*PROVIDED RECORDS*.
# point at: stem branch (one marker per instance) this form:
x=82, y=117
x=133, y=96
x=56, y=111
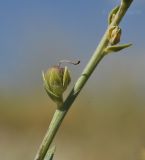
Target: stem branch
x=95, y=59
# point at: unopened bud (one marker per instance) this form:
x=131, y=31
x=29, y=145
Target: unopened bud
x=56, y=81
x=114, y=35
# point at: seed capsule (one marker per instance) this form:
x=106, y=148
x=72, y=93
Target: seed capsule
x=56, y=81
x=114, y=35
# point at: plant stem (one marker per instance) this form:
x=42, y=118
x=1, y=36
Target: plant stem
x=94, y=61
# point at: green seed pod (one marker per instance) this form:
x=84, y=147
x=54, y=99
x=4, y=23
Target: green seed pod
x=56, y=81
x=114, y=35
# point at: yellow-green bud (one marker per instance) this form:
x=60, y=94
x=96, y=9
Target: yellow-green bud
x=56, y=81
x=114, y=35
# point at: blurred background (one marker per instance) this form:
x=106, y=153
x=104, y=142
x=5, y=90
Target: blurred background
x=107, y=120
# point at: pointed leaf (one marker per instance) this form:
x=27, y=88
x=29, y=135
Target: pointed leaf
x=116, y=48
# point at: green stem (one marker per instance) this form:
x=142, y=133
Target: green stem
x=94, y=61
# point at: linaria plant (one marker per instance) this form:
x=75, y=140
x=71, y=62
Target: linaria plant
x=57, y=78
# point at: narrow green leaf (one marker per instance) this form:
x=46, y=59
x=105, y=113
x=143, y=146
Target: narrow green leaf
x=112, y=14
x=50, y=153
x=116, y=48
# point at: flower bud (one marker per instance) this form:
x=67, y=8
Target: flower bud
x=114, y=35
x=56, y=81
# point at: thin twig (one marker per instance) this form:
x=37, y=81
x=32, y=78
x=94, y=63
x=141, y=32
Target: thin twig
x=95, y=59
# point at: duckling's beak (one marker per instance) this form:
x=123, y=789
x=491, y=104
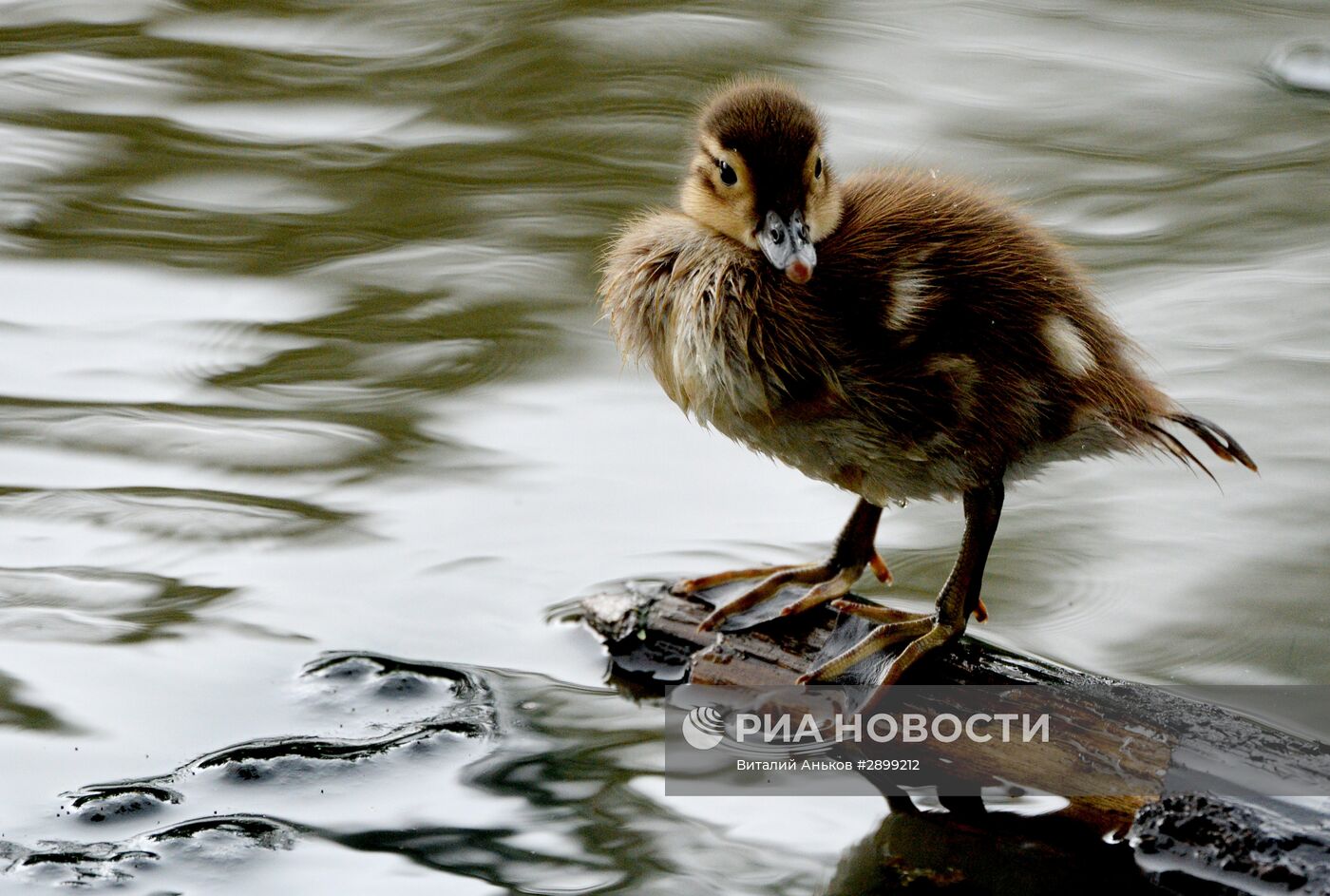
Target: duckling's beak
x=787, y=245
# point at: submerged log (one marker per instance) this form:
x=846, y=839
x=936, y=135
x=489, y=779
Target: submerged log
x=1232, y=833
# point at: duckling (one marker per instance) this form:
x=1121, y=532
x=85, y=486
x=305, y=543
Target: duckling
x=895, y=334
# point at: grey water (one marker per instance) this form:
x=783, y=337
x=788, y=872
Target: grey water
x=306, y=415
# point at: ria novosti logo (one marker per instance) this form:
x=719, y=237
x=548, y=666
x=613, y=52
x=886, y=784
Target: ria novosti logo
x=704, y=728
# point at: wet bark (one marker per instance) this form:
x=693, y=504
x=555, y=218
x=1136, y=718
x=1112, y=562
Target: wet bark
x=1176, y=832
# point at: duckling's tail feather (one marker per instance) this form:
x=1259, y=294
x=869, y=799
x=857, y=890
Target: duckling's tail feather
x=1214, y=438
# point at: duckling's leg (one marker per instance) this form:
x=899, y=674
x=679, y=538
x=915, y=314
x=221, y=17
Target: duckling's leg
x=830, y=579
x=960, y=597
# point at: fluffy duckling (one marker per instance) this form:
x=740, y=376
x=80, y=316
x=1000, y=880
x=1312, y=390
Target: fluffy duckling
x=894, y=334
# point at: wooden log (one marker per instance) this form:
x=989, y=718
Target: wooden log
x=654, y=641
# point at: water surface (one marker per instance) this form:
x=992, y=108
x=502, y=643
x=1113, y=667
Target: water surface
x=299, y=355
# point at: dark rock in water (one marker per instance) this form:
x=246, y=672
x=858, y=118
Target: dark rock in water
x=1301, y=67
x=1241, y=842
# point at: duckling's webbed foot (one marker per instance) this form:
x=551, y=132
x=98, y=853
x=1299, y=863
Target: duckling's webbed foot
x=828, y=580
x=960, y=597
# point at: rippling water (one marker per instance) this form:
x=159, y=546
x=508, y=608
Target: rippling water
x=299, y=355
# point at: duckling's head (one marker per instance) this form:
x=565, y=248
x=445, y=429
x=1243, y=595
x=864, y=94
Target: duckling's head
x=760, y=174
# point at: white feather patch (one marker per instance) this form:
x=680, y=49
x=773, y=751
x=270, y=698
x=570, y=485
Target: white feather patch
x=1067, y=346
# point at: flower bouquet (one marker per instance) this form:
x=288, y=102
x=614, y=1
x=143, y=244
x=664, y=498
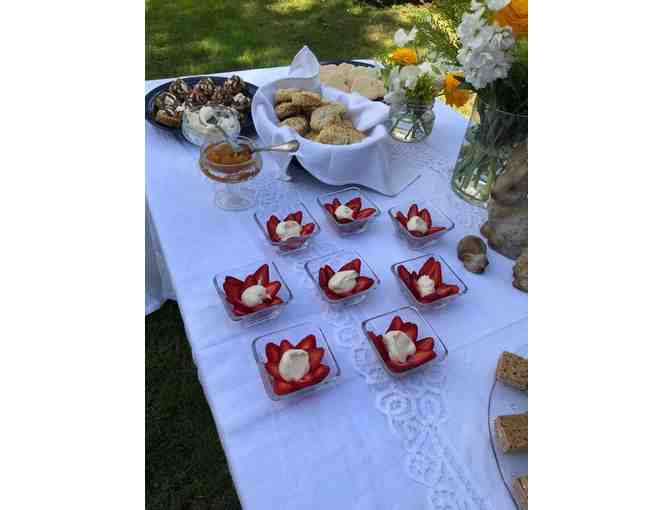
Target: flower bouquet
x=488, y=54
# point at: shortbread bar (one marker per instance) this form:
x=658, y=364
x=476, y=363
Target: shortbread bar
x=520, y=491
x=512, y=370
x=511, y=432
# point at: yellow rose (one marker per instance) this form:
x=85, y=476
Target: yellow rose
x=454, y=96
x=404, y=56
x=514, y=15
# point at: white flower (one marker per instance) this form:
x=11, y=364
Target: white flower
x=409, y=76
x=401, y=38
x=497, y=5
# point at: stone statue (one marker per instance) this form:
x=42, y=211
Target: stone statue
x=506, y=227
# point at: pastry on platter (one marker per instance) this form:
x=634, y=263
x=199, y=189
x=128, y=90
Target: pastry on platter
x=512, y=370
x=286, y=110
x=284, y=95
x=298, y=124
x=338, y=134
x=511, y=432
x=305, y=99
x=325, y=115
x=520, y=491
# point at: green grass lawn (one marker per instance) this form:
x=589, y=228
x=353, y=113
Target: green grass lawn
x=185, y=464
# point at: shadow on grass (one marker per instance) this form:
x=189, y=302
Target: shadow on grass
x=185, y=466
x=207, y=36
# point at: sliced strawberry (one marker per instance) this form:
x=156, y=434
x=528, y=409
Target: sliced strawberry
x=307, y=229
x=411, y=330
x=435, y=272
x=365, y=213
x=355, y=204
x=433, y=230
x=272, y=289
x=272, y=369
x=362, y=283
x=307, y=343
x=320, y=373
x=426, y=344
x=281, y=387
x=420, y=357
x=273, y=353
x=323, y=279
x=427, y=266
x=261, y=275
x=396, y=324
x=353, y=265
x=272, y=225
x=249, y=281
x=447, y=290
x=315, y=357
x=233, y=287
x=426, y=217
x=404, y=275
x=378, y=342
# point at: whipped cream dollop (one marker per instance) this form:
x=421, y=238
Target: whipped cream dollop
x=287, y=229
x=294, y=364
x=399, y=345
x=417, y=224
x=343, y=212
x=426, y=285
x=343, y=281
x=254, y=295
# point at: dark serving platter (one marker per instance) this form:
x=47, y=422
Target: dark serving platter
x=246, y=125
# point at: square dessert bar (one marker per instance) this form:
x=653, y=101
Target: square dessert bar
x=512, y=370
x=520, y=491
x=511, y=432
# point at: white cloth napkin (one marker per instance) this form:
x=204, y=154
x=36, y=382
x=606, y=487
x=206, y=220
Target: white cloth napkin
x=366, y=163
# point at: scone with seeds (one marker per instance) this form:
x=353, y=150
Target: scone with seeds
x=285, y=110
x=298, y=124
x=304, y=99
x=337, y=134
x=325, y=115
x=284, y=95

*WHAT IS NEEDED*. Copy out the items between the line containing "# point at: duckling's beak" and the line containing "x=704, y=728", both included, and leave out the pictures.

*COMPLETE ANSWER*.
# point at: duckling's beak (one marker per instance) this form:
x=123, y=789
x=491, y=104
Target: duckling's beak
x=787, y=245
# point at: submerged log (one marker per instance) this form:
x=846, y=839
x=936, y=135
x=489, y=779
Target: submerged log
x=1232, y=833
# point at: duckling (one marker per instance) this form:
x=1121, y=532
x=85, y=486
x=305, y=543
Target: duckling
x=895, y=334
# point at: grey water (one marker per instance) this form:
x=783, y=337
x=788, y=872
Target: grey water
x=306, y=415
# point at: ria novosti logo (one marker per instance) this form:
x=719, y=237
x=548, y=666
x=613, y=52
x=886, y=784
Target: ria novosti logo
x=704, y=728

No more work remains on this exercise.